> [What to work on]
1 – From the comment on code hosting, reproduce the passage from "When GitLab came" up to and including "and self-hosted-distributed field.".
2 – According to the comment on code hosting, why does the writer dislike it when projects and people self-host? Answer in one to three sentences.

> [Given text]
──────
It argues in bad faith against GitHub, conflates addressing the reader and their own community (suddenly “we …”), fails to see how despite not being FOSS you can be pro FOSS, names the vendor lock-in but fails to present advantages and disadvantages… I think the tone is pretty bad as well.
For the most part, I dislike when projects and people self-host. It’s a barrier to me to read and participate. Different interface and UX, no account, different needs for registration, Terms of Service and Privacy Policy, unclear long-term stability.
I like Forgejo and Codeberg. It has a good and well-known user interface, is fast to use, FOSS, and has a centralized platform., and is working on federation which could ease pain points of distributed and split hosting.
I find SourceHut UI unstructured; very confusing.
When GitLab came up, there was a time when I used it for my new projects, and moved some onto there, but eventually moved back to GitHub. Hosting it myself at work; self-hosting it is huge, heavy, bloated.
The main reasons I still use GitHub are that it is free, feature-rich, fast, familiar, and one platform. I much prefer a low barrier to entry and uniform between projects as long as GitHub acts well enough, even if it is not FOSS itself.
I would hate to see people follow this article and further spread out FOSS, increasing barriers to entry. I have left exploring projects and contributing because of that barrier on multiple occasions and projects.
I’m hopeful for Codeberg and Forgejo. Codeberg can serve as a centralized platform already. Should Federation land, it can serve as a base for self-hosted instances, reducing many pain points of a heterogeneous and self-hosted-distributed field.
Side story: When SourceForge became shit, I created and executed an issue ticket migration for a significant FOSS project. Thankfully we can change platforms like that when you’re not fully locked in but have accessible or natively distributable data.
──────
> [Given data]
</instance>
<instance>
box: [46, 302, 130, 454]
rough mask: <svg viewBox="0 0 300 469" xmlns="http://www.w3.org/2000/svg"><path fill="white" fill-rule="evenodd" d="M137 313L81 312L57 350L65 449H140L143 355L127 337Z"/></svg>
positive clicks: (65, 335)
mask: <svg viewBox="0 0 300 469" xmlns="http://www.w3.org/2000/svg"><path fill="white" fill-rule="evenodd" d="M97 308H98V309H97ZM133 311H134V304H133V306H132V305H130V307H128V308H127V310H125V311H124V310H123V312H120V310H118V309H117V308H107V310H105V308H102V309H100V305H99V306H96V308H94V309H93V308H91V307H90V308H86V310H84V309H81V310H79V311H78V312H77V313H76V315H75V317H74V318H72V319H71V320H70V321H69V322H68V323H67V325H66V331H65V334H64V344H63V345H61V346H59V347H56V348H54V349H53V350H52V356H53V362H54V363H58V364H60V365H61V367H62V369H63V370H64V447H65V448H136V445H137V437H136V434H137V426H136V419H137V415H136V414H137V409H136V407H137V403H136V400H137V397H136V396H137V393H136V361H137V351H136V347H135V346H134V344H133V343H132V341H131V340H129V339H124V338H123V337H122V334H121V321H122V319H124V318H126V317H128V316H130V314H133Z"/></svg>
──────
> [Responses in order]
1 –
When GitLab came up, there was a time when I used it for my new projects, and moved some onto there, but eventually moved back to GitHub. Hosting it myself at work; self-hosting it is huge, heavy, bloated.
The main reasons I still use GitHub are that it is free, feature-rich, fast, familiar, and one platform. I much prefer a low barrier to entry and uniform between projects as long as GitHub acts well enough, even if it is not FOSS itself.
I would hate to see people follow this article and further spread out FOSS, increasing barriers to entry. I have left exploring projects and contributing because of that barrier on multiple occasions and projects.
I’m hopeful for Codeberg and Forgejo. Codeberg can serve as a centralized platform already. Should Federation land, it can serve as a base for self-hosted instances, reducing many pain points of a heterogeneous and self-hosted-distributed field.

2 – Self-hosting is a barrier to reading and participating for the writer. Each self-hosted project brings a different interface and UX, requires a separate account and registration, and has its own Terms of Service and Privacy Policy. Its long-term stability is also unclear.